Text for analysis
============

There's no reason why a defendant should be deprived of the opportunity for a speedy trial before a judge and two magistrates if he/she wishes.

As a criminal law practitioner for over 40 years, I yield to no one in my concern and respect for Jury Trials composed of 12 members. My experience is that whatever their age, sex or race, they are the most reliable arbitrators of facts in our criminal courts.

We are promised legislation to deal, on a temporary basis I hope, with the enormous backlog of cases in our criminal courts, in part from the pandemic crisis. Apparently, the backlog is now about 30,000 cases in England and Wales.

There are two principles to consider.  The eminent Sir William Blackstone, in his commentaries emphasises the temptation of tinkering with juries and at the same time, highlights the principle that justice delayed is justice denied.

I welcome the efforts that have been made at the Old Bailey in holding trials spread out in three courts, though I am concerned at reports of the practical arrangements whereby the back row of the jury abuts the dock.  If this is correct, there may be danger of jury tampering.

============

Supplied material
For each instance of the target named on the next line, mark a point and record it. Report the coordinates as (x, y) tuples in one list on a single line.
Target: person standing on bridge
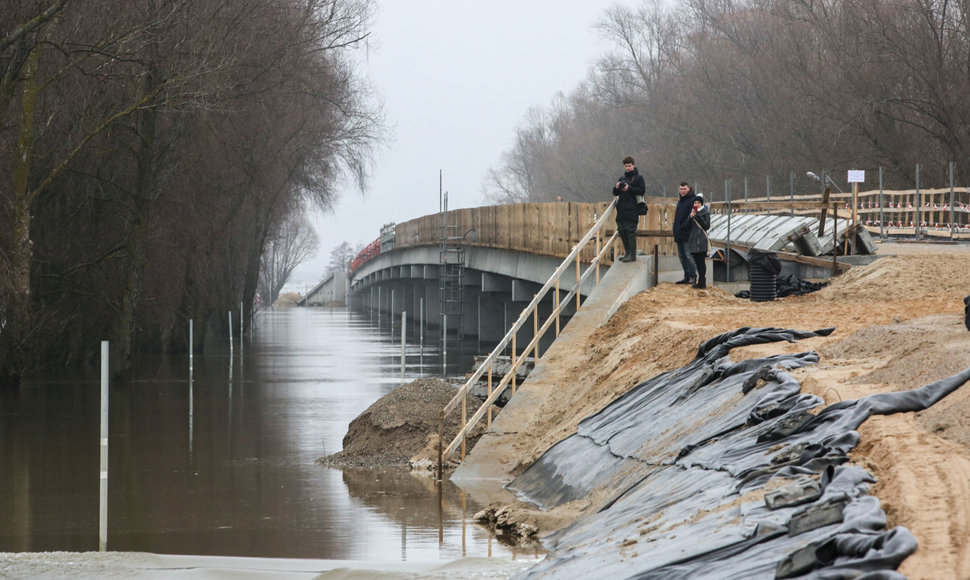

============

Exercise
Resume the piece on jury trials and the court backlog after its last sentence. The listing is separate from the text on jury trials and the court backlog.

Response to this task
To oppose all changes to trials to deal with the present crisis is not persuasive.

In wartime jury numbers were reduced from 12 to 7. In Northern Ireland I believe there are still some criminal trials where the judge sits alone without a jury. Inevitably, there could be a problem where a judge has ruled on admissibility and procedures before the main trial. My understanding is that despite the smallness of the judiciary, by careful allocation of judges, the “contamination” of a trial by the previous involvement of a judge was avoided.

It was for the Attorney General to determine whether a “Diplock” trial was appropriate for terrorist offences. I took the view as the Attorney General in a period of a diminishing number of such cases, that only in the most obvious of terrorist related cases that Diplock trials were appropriate.  I have no recollection of any complaint. To the contrary, the judiciary coped wisely with their new roles.

The victim, particularly in rape cases...deserves to have the trauma of a trial removed at the earliest possible time

I cannot see any reason why a defendant should be deprived of the opportunity for a speedy trial before a judge and two magistrates if he/she wishes.  In my experience, sitting many times as a recorder in Knightsbridge Crown Court with magistrates, justice was delivered speedily in such a court.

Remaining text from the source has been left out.